→ Data items:
================

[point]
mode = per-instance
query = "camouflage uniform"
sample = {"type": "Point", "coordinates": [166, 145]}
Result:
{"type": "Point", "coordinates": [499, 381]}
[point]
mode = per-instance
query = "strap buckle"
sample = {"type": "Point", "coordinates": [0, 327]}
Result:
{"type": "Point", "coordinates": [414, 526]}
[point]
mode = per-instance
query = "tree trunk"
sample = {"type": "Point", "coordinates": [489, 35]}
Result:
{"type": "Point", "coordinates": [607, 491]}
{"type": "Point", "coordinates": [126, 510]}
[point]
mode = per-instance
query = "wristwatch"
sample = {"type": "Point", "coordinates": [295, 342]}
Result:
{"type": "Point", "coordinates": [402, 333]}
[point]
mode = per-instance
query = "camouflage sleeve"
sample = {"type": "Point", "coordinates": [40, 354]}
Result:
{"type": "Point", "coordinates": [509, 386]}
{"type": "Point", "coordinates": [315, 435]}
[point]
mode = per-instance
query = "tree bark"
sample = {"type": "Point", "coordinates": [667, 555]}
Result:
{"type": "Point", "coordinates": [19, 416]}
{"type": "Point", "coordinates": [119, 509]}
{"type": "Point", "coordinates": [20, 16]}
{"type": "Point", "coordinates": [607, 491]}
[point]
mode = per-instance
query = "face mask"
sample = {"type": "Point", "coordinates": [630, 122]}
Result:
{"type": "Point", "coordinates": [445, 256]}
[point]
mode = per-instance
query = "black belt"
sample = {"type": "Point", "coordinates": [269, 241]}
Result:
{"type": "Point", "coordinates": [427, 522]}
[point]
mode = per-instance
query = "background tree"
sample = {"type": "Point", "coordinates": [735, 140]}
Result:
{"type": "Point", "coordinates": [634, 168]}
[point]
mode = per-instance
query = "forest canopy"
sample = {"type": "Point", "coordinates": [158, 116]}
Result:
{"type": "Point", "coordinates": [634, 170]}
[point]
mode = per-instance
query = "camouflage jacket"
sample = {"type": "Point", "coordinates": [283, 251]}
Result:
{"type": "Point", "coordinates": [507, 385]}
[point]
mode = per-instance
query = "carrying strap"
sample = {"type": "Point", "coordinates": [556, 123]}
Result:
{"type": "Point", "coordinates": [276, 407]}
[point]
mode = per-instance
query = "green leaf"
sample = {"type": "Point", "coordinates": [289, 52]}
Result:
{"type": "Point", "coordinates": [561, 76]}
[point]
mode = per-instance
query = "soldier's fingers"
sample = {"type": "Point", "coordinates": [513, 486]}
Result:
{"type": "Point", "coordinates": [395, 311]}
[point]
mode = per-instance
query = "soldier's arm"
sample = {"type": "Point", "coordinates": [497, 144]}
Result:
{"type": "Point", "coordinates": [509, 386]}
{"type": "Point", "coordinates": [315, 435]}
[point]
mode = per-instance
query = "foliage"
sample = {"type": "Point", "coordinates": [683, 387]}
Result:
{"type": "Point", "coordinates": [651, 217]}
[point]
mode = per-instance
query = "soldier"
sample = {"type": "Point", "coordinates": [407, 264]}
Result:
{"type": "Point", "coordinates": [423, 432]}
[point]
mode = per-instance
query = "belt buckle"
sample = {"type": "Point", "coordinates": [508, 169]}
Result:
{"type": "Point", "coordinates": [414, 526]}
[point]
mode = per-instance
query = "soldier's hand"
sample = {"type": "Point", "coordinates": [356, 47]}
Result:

================

→ Your objective: Copy the entries above exactly, leaving none out.

→ The solution:
[point]
mode = per-instance
query = "camouflage uniform"
sample = {"type": "Point", "coordinates": [166, 145]}
Result:
{"type": "Point", "coordinates": [499, 381]}
[point]
mode = per-instance
query = "strap buckle"
sample = {"type": "Point", "coordinates": [0, 327]}
Result:
{"type": "Point", "coordinates": [414, 526]}
[point]
mode = per-instance
query = "tree trunk"
sample = {"type": "Point", "coordinates": [489, 35]}
Result:
{"type": "Point", "coordinates": [607, 491]}
{"type": "Point", "coordinates": [126, 510]}
[point]
mode = per-instance
query = "wristwatch"
sample = {"type": "Point", "coordinates": [295, 342]}
Result:
{"type": "Point", "coordinates": [402, 333]}
[point]
mode = per-instance
query = "camouflage sleeve"
sample = {"type": "Point", "coordinates": [40, 354]}
Result:
{"type": "Point", "coordinates": [509, 386]}
{"type": "Point", "coordinates": [315, 435]}
[point]
mode = per-instance
query = "tree bark"
sample = {"type": "Point", "coordinates": [667, 555]}
Result:
{"type": "Point", "coordinates": [19, 416]}
{"type": "Point", "coordinates": [119, 509]}
{"type": "Point", "coordinates": [20, 16]}
{"type": "Point", "coordinates": [607, 491]}
[point]
mode = per-instance
query = "face mask"
sample = {"type": "Point", "coordinates": [630, 122]}
Result:
{"type": "Point", "coordinates": [445, 256]}
[point]
mode = per-instance
query = "black belt"
sample = {"type": "Point", "coordinates": [269, 241]}
Result:
{"type": "Point", "coordinates": [427, 522]}
[point]
mode = per-instance
query = "background tree"
sample = {"type": "Point", "coordinates": [735, 140]}
Result:
{"type": "Point", "coordinates": [634, 168]}
[point]
mode = per-instance
query = "forest canopy"
sample = {"type": "Point", "coordinates": [158, 116]}
Result:
{"type": "Point", "coordinates": [634, 170]}
[point]
mode = per-instance
query = "camouflage jacket"
sample = {"type": "Point", "coordinates": [283, 251]}
Result:
{"type": "Point", "coordinates": [507, 385]}
[point]
mode = per-instance
query = "carrying strap"
sample = {"type": "Point", "coordinates": [556, 123]}
Result:
{"type": "Point", "coordinates": [276, 407]}
[point]
mode = per-instance
query = "green leaf"
sample = {"type": "Point", "coordinates": [289, 52]}
Result:
{"type": "Point", "coordinates": [561, 76]}
[point]
mode = per-instance
query = "soldier's fingers"
sample = {"type": "Point", "coordinates": [513, 486]}
Result:
{"type": "Point", "coordinates": [395, 311]}
[point]
mode = per-instance
query = "soldier's arm"
sample = {"type": "Point", "coordinates": [497, 144]}
Result:
{"type": "Point", "coordinates": [509, 386]}
{"type": "Point", "coordinates": [315, 435]}
[point]
mode = per-instance
query = "foliage"
sample = {"type": "Point", "coordinates": [683, 387]}
Result:
{"type": "Point", "coordinates": [651, 217]}
[point]
mode = per-instance
query = "soldier"
sample = {"type": "Point", "coordinates": [407, 264]}
Result:
{"type": "Point", "coordinates": [423, 432]}
[point]
mode = per-instance
query = "belt buckle"
sample = {"type": "Point", "coordinates": [508, 169]}
Result:
{"type": "Point", "coordinates": [414, 526]}
[point]
mode = per-instance
query = "soldier's hand"
sample = {"type": "Point", "coordinates": [356, 47]}
Result:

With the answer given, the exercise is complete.